_Sayfa metni:_
----
Yas çemberinden paylaşım çemberine
Evimizdeki evcil hayvanlarımız ve sokakta bağ kurduğumuz canların kaybı da diğer kayıplarımız kadar yalnız hissettirir insanı. Bu yas tek başınıza atlatmanız gereken bir süreç değil. Küçük ve bireysel olsa da yalnız olmadığınızı hissettirecek adımlar Türkiye’de de atılmaya başladı.
Şebnem TURHAN
Son aylarda hayvan katliamına yol açan yasa süreci hepimizi çok yordu. Tüm hayvanların refahı ve yaşam hakkını savunan biri olarak gerçekten her günüm işkence gibi geçti. Ve yasa çıktıktan sonra yaşananlar da ne kadar haklı olduğumuzu gösterdi. Belediyeler ve bazı kişiler bu yasayı bekliyormuş gibi anında sokak hayvanlarına saldırmaya ve öldürmeye başladı. Bu süreç devam ediyor, hayvan hakları savunucularının da mücadelesi... Tüm hayvanlar bizim elbette ve hayatlarını kaybetmeleri büyük bir acı yaratıyor ancak evimizi paylaştığımız canlarımızı kaybettiğimizde ailemizden birini kaybediyoruz. Aile üyelerinin kaybında yas tutarken desteğe ihtiyacımız olduğu gibi evcil hayvanlarımızın kaybında da aynı durum geçerli.
Ben sevgili oğlum Alyoşa’yı 14 Kasım 2020’de kaybettim. 11 yaşındaydı ve 11 yıl birbirimizden hiç ayrılmadık. Bütün acıları mutlulukları birlikte paylaştık. Alyosa’yı kaybettiğimde evde diğer kedim Safiye de olsa büyük bir boşluk yaşadım ve yaşadığım acı çok büyüktü. O dönemde çevremde destek olma çabaları oldu ama aynı acıyı paylaşan ve yaşadıklarımı anlayacak insanların olmasını tercih ederdim. O dönemden sonra evcil hayvan yas gruplarına yönelik araştırma yapmaya başladım. 2020’de Türkiye’de hiçbir örneğini bulamadığım yas grupları ABD’de ise oldukça yaygındı. Şimdi ise yıl 2024 ve ilk kez Türkiye’de de ‘evcil hayvan kaybı yas grubu’ oluşturuldu. Birbirine destek vermek için çok büyük bir adım.
ABD’de STK destek veriyor
ABD'de The Humane Society of The United States adlı sivil toplum kuruluşu evcil hayvan kaybıyla nasıl başa çıkılabileceğine ilişkin büyük destek veriyor. “Evcil hayvanınıza veda etmek zorunda kaldığınızda kendinize, ailenize ve diğer evcil hayvanlarınıza nasıl bakabilirsiniz?” sorusuna yanıt arayan kurum, öncelikle evcil hayvan kaybının da tıpkı sevdiğiniz bir kişi öldüğünde yaşanan üzüntüye eşdeğer olduğunu vurguluyor. Ancak başka insanların bu durumu kabul edemediğine dikkat çekerek yas tutmanın normal ve hatta önemli olduğuna işaret ediyor.
----
_Sağlanan malzeme:_
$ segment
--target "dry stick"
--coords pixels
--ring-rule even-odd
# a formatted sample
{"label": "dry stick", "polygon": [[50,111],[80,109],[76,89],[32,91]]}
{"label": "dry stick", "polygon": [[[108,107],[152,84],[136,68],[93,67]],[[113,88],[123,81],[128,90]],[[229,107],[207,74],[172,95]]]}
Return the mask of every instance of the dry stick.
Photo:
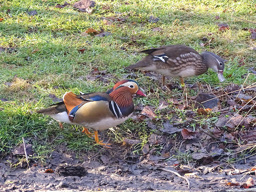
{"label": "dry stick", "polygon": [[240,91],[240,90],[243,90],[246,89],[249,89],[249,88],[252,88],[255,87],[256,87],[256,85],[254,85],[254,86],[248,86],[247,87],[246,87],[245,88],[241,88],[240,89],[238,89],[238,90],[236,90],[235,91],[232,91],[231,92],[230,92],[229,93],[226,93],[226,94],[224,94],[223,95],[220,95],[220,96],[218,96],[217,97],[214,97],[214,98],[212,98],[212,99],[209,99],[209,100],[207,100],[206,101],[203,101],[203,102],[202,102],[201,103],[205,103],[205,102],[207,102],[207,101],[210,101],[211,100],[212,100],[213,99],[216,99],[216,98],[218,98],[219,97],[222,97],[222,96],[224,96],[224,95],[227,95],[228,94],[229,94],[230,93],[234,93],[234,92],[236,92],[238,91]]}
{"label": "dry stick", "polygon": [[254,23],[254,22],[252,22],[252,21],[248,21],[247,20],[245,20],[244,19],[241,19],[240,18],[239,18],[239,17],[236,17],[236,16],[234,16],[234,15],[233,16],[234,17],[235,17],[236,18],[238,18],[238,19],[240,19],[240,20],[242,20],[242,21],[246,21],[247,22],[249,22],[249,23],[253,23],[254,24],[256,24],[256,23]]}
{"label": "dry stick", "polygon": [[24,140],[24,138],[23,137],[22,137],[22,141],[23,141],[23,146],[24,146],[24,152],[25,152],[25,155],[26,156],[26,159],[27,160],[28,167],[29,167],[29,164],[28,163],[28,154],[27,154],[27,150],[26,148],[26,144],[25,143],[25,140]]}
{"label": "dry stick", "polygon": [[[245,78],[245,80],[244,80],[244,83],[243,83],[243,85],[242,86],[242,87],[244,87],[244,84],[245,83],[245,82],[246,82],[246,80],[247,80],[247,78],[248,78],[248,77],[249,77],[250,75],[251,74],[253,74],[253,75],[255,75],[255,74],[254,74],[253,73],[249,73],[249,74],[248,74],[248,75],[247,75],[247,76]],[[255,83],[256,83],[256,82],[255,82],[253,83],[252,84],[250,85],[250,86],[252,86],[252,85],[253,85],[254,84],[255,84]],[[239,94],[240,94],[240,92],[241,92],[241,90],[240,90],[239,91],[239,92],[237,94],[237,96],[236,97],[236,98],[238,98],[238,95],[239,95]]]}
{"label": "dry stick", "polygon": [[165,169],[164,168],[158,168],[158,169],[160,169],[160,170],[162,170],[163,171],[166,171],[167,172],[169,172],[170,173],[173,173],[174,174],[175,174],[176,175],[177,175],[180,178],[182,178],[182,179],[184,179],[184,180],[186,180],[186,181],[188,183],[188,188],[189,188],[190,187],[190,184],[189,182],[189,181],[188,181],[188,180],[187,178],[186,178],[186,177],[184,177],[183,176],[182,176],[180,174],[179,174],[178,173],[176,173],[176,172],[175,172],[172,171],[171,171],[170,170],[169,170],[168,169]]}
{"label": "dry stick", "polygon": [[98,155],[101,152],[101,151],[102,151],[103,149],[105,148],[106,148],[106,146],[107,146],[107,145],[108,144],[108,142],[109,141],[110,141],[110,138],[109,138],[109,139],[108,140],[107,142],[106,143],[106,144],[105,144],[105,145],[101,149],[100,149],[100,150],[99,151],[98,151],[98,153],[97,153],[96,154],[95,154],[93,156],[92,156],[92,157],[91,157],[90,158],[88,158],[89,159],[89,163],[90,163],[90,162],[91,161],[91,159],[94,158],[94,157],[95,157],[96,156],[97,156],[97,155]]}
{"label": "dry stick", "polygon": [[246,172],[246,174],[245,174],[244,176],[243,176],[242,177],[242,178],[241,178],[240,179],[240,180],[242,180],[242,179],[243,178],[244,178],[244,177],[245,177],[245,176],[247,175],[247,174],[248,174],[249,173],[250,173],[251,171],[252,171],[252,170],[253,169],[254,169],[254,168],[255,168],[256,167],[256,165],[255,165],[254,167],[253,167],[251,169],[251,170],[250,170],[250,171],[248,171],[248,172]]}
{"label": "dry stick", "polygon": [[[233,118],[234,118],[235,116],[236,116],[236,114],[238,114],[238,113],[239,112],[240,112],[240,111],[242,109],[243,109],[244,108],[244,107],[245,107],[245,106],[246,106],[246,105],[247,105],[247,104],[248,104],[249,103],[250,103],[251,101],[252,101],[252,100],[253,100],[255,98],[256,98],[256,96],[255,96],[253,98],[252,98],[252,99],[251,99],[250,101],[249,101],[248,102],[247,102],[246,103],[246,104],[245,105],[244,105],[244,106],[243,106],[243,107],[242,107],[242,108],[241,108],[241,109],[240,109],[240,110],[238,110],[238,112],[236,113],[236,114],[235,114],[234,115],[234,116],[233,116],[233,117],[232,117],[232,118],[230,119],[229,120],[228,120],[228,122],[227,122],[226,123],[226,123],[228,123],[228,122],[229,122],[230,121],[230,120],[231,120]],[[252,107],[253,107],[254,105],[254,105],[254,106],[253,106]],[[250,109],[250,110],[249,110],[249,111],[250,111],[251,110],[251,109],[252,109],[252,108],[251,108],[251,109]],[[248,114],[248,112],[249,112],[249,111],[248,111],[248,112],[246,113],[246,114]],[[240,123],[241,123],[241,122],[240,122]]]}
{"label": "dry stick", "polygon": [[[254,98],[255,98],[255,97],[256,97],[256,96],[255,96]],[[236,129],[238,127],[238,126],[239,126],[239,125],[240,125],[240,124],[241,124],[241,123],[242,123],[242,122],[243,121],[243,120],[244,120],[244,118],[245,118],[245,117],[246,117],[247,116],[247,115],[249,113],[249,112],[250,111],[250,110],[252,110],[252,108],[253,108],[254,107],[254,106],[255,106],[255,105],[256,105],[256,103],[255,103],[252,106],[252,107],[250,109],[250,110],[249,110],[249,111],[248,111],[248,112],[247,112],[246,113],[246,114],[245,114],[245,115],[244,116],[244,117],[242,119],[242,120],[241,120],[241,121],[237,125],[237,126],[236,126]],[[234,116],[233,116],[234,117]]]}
----
_Görev tanımı:_ Evcil hayvan kaybı ve yas süreci üzerine olan yazıyı, gösterilen son cümlesinden sonra devam ettirin.

_Yanıt:_
Yas sürecinin dalgalı seyredebileceğini bazılarının öfke, bazılarının keder hissedebileceğini hatta suçluluk hissinin ağır basacağını belirten kurum çok üzgün olduğu için kendinden utananların bile bulunduğunu kaydediyor. Kurumun sitesinde yer alan bilgilere göre bu kayıplar sonrası içinize kapanabilir veya depresif olabilirsiniz, ancak kederle başa çıkmak için tek başınıza mücadele etmeniz gerekmiyor.
7/24 keder danışmanlığı!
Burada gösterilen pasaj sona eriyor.